__Instructions for the task__:
When a line below contains the word "pedestrian", copy that line.

__Data provided__:
%%

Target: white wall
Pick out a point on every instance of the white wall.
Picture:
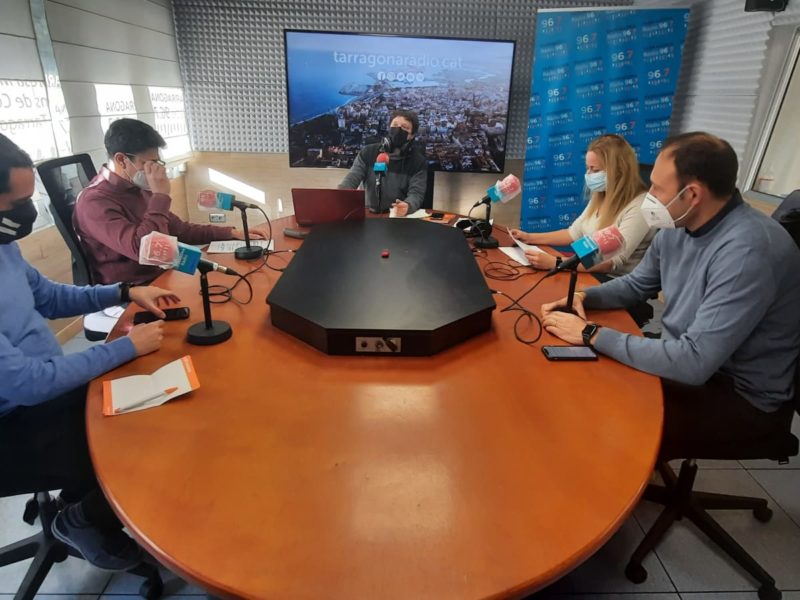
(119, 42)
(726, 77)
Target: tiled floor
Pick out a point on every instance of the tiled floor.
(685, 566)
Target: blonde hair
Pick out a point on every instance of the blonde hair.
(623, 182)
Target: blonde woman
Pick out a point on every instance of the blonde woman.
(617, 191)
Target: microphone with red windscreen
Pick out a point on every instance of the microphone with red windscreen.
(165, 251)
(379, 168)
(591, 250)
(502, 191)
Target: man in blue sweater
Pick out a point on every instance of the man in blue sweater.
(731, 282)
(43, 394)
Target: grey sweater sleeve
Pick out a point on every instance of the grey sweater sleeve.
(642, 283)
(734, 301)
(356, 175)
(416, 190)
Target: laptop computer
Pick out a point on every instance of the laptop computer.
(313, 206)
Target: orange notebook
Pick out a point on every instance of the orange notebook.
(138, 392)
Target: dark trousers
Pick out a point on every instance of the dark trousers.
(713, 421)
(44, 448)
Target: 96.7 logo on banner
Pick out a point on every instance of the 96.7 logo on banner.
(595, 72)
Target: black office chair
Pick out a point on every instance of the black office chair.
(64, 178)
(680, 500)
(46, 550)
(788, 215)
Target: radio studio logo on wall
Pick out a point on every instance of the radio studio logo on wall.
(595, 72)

%%
%%

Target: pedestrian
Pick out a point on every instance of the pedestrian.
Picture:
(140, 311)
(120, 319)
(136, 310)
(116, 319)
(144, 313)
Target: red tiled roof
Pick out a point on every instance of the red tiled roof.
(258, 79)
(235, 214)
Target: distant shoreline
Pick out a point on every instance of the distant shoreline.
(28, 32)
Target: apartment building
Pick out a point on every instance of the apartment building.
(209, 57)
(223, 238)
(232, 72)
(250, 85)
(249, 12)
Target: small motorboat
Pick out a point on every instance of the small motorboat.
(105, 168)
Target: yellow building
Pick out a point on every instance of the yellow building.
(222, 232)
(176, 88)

%%
%%

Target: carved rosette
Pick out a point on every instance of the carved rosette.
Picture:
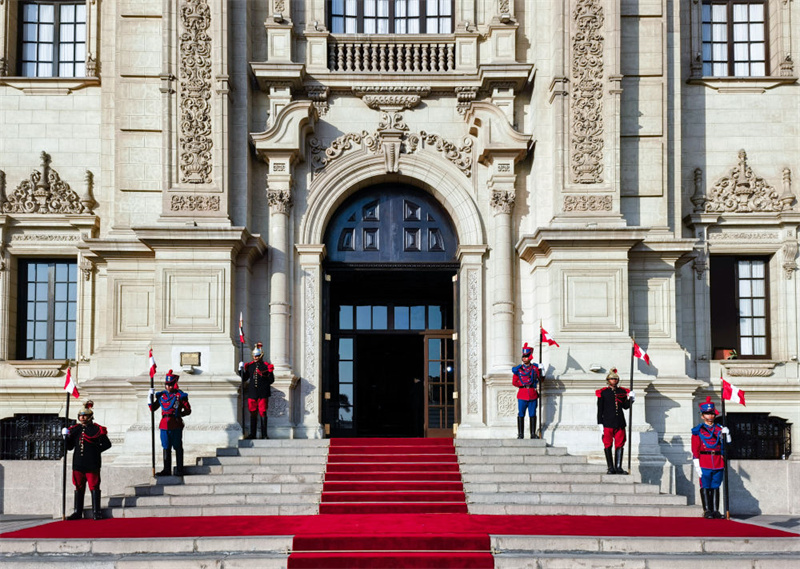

%%

__Reply to the exercise__:
Target: pedestrian
Pick out a point on every instance of the pedestrian.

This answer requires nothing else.